**Exercise**
Can you set down every one of the rows below word for word, changing nothing?

───── Data in this exercise ─────

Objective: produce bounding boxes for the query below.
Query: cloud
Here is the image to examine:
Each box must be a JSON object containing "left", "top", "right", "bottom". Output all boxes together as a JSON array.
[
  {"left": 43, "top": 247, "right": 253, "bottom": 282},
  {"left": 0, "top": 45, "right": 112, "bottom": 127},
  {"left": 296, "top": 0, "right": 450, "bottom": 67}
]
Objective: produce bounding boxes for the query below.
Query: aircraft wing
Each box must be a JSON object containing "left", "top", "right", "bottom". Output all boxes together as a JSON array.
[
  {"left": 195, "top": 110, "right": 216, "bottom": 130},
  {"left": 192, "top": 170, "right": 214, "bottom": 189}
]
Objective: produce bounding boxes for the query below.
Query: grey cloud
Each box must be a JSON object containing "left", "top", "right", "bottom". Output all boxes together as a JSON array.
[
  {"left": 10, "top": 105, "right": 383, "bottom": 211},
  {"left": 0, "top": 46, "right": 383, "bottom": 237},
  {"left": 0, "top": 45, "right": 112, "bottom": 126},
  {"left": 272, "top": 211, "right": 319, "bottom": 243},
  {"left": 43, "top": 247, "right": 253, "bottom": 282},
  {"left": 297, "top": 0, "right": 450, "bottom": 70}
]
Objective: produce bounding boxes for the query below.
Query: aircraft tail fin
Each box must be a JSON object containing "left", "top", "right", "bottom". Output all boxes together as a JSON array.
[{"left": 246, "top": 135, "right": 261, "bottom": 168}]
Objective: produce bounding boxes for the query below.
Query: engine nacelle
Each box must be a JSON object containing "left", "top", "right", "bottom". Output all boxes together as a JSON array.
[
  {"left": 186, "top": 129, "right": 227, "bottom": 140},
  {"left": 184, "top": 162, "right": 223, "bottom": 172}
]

─────

**The response**
Objective: produce bounding boxes for the query below.
Query: cloud
Here is the image to examine:
Each box must be a JSON object containing "left", "top", "right", "bottom". Output all boxes together as a JSON array.
[
  {"left": 43, "top": 247, "right": 253, "bottom": 282},
  {"left": 0, "top": 45, "right": 112, "bottom": 127},
  {"left": 296, "top": 0, "right": 450, "bottom": 67}
]
Objective: produce bounding boxes for the query below.
Query: aircraft wing
Each box must be a JSON object containing "left", "top", "right", "bottom". Output all boxes together as a JSON array.
[
  {"left": 195, "top": 110, "right": 216, "bottom": 130},
  {"left": 192, "top": 170, "right": 214, "bottom": 189}
]
Objective: produce bounding boxes for the query below.
Query: grey cloud
Each box must be a JSON object containing "left", "top", "right", "bottom". Output all boxes together as a JSON array.
[
  {"left": 10, "top": 105, "right": 383, "bottom": 211},
  {"left": 0, "top": 46, "right": 383, "bottom": 237},
  {"left": 0, "top": 45, "right": 112, "bottom": 126},
  {"left": 272, "top": 211, "right": 319, "bottom": 243},
  {"left": 43, "top": 247, "right": 253, "bottom": 282},
  {"left": 297, "top": 0, "right": 450, "bottom": 70}
]
Objective: produce bounding boxes for the query below.
Query: aircraft tail fin
Each box must be a JSON object containing "left", "top", "right", "bottom". Output all boxes together as a JSON array.
[{"left": 246, "top": 135, "right": 261, "bottom": 168}]
Objective: produce bounding boxes for the query below.
Query: engine nacelle
Each box must be a JSON object containing "left", "top", "right", "bottom". Output all boxes together as a JSON array.
[
  {"left": 186, "top": 129, "right": 227, "bottom": 140},
  {"left": 184, "top": 162, "right": 223, "bottom": 172}
]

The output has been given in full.